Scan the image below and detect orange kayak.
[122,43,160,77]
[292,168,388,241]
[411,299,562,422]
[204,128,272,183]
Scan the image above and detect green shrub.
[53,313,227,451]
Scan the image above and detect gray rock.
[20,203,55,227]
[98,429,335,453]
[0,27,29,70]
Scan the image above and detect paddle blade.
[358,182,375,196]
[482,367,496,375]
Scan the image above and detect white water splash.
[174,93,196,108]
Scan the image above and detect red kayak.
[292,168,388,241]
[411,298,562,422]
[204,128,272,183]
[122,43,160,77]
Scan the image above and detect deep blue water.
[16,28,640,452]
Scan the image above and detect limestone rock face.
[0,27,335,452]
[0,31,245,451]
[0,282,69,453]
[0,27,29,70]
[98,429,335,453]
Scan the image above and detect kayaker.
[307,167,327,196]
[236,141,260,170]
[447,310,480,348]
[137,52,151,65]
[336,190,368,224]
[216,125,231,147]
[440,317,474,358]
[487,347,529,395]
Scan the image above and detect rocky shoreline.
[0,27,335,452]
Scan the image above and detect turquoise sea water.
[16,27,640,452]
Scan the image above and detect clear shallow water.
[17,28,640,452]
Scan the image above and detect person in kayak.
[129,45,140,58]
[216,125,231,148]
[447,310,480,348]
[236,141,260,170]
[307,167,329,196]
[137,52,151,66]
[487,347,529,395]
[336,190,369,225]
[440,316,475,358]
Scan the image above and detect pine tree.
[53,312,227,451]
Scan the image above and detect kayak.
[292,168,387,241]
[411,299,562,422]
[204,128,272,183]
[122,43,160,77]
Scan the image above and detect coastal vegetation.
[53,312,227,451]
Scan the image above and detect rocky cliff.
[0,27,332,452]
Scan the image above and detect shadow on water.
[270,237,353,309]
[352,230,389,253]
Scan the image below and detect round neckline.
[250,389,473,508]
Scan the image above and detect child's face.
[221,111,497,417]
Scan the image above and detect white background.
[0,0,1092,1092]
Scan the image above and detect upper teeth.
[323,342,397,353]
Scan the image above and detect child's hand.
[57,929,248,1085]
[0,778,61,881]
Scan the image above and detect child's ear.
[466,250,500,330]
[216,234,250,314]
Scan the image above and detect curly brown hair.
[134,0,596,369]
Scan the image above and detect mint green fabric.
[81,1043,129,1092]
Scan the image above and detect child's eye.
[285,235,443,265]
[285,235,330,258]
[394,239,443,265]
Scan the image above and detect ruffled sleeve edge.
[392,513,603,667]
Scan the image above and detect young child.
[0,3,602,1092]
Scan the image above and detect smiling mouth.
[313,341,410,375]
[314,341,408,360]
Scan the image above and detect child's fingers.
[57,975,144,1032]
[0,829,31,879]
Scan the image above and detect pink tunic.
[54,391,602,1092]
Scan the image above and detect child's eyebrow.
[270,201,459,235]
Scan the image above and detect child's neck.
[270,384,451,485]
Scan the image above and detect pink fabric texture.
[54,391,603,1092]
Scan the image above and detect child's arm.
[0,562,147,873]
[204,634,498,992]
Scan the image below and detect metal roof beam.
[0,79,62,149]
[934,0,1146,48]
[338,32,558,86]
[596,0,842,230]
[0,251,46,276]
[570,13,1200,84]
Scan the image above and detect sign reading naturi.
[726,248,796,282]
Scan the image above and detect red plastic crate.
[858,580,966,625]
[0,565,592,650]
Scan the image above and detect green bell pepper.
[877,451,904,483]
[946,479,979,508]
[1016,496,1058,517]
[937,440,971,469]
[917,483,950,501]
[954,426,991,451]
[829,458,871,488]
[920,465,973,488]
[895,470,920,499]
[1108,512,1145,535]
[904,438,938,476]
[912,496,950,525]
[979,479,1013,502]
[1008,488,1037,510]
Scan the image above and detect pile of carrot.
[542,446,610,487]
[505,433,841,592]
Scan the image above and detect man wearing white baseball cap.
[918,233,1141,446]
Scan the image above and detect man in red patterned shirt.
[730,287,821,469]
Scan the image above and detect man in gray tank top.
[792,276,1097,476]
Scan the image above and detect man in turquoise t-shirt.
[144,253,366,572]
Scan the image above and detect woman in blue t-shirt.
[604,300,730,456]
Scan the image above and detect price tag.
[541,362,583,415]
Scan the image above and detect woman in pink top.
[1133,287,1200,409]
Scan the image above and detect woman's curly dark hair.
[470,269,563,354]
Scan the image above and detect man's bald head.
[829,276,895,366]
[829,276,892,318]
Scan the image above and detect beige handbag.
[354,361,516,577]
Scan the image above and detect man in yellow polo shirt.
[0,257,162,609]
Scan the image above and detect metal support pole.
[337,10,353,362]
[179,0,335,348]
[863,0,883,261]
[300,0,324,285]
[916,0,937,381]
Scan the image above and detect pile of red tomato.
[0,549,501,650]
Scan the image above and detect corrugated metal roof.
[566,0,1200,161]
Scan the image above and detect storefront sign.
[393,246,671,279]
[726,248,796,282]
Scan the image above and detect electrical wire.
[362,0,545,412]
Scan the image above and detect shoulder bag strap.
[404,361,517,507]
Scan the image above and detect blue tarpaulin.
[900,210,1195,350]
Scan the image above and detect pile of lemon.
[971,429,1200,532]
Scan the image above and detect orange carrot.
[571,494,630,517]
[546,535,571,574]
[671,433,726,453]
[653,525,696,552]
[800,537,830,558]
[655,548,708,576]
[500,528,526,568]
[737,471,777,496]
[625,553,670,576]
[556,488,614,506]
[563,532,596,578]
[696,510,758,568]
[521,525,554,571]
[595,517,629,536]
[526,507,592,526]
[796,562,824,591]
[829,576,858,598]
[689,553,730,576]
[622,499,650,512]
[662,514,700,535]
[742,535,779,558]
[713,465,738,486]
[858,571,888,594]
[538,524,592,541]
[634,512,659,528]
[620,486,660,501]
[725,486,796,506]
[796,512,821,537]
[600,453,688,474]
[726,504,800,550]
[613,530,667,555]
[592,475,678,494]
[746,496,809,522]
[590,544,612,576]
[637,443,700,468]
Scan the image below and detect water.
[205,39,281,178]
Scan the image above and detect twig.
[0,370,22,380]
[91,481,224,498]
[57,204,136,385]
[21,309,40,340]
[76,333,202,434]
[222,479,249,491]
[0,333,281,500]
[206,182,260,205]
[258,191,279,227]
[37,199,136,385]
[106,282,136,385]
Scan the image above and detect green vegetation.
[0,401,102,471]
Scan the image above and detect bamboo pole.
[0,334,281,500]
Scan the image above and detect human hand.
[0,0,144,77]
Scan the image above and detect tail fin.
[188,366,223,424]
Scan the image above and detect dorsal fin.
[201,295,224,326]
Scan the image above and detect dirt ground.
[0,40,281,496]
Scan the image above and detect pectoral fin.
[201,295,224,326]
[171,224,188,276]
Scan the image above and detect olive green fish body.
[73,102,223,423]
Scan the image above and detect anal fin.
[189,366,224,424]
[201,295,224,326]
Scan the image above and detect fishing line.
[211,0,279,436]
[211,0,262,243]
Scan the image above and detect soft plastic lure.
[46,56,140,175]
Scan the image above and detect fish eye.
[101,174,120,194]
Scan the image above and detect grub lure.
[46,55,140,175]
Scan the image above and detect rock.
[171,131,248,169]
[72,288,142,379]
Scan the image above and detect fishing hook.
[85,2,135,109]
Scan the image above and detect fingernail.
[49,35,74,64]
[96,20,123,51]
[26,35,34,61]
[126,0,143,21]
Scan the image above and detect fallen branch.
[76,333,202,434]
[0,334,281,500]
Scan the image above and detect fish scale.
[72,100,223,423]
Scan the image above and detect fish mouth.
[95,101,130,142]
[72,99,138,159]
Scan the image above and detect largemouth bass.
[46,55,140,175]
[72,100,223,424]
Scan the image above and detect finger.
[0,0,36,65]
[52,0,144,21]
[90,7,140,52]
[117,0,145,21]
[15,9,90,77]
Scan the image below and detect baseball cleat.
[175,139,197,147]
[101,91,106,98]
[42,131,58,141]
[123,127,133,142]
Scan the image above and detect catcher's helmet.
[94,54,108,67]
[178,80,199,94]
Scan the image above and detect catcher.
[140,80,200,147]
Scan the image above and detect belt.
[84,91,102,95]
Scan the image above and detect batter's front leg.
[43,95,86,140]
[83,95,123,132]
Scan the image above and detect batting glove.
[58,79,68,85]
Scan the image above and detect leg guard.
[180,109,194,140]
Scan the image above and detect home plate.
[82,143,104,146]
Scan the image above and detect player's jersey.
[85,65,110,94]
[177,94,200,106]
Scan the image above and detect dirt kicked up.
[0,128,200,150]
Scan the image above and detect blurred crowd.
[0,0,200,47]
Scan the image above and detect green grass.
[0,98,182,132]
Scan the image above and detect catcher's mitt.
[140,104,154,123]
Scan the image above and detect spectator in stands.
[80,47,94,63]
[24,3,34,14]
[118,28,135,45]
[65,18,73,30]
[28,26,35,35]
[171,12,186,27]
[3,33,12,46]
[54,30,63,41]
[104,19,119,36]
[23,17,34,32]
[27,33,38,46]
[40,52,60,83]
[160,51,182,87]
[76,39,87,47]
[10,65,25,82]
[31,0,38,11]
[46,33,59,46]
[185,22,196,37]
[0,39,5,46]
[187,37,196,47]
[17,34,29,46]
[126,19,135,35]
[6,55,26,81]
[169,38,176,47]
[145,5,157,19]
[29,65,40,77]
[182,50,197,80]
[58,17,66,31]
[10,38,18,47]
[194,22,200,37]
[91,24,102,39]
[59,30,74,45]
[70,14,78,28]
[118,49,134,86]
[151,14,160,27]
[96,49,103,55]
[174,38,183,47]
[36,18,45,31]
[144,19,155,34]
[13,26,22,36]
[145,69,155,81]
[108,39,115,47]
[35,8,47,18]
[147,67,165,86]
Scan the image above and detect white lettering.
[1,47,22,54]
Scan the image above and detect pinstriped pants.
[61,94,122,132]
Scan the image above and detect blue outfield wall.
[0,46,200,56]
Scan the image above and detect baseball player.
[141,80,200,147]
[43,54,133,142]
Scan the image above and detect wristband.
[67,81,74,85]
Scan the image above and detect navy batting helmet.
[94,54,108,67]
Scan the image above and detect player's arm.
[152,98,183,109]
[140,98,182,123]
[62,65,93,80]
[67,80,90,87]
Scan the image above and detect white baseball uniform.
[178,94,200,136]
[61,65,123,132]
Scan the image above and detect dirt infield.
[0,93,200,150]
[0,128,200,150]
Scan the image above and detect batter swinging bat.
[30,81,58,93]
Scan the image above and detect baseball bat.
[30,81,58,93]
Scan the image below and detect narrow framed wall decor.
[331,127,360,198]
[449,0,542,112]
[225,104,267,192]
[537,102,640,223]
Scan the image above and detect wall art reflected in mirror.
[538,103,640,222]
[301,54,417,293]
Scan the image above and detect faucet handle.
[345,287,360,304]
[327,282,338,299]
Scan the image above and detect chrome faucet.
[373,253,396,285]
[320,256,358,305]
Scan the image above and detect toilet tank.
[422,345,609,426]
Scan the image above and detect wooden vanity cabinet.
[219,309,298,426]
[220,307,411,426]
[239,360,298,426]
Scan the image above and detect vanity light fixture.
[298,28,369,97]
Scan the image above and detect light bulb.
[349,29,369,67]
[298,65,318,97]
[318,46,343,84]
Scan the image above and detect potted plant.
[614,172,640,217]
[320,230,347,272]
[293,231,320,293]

+++

**WHAT IS EXPECTED**
Can you reproduce, word for word, the lines of the entries from the one containing "Scan the image above and detect fish eye." through the one containing "[123,127,133,142]", with both end lines included?

**THE REPLY**
Scan the image above and detect fish eye.
[101,174,120,194]
Scan the image above and detect grub lure.
[46,55,140,175]
Scan the image above and detect rock.
[171,131,248,169]
[72,288,142,379]
Scan the image above and detect fishing hook.
[85,2,135,109]
Scan the image above and detect fingernail.
[49,35,74,64]
[96,20,123,51]
[26,35,34,61]
[126,0,143,21]
Scan the image above and detect fallen branch.
[76,333,202,434]
[0,334,281,500]
Scan the image above and detect fish scale.
[72,100,223,423]
Scan the image above and detect fish mouth.
[95,101,130,142]
[72,99,138,159]
Scan the image above and detect largemouth bass.
[46,55,140,175]
[72,100,223,424]
Scan the image above and detect finger.
[0,0,36,65]
[52,0,144,21]
[90,7,140,52]
[117,0,145,21]
[15,9,90,77]
Scan the image below and detect baseball cleat.
[175,139,197,147]
[101,91,106,98]
[42,131,58,141]
[123,127,133,142]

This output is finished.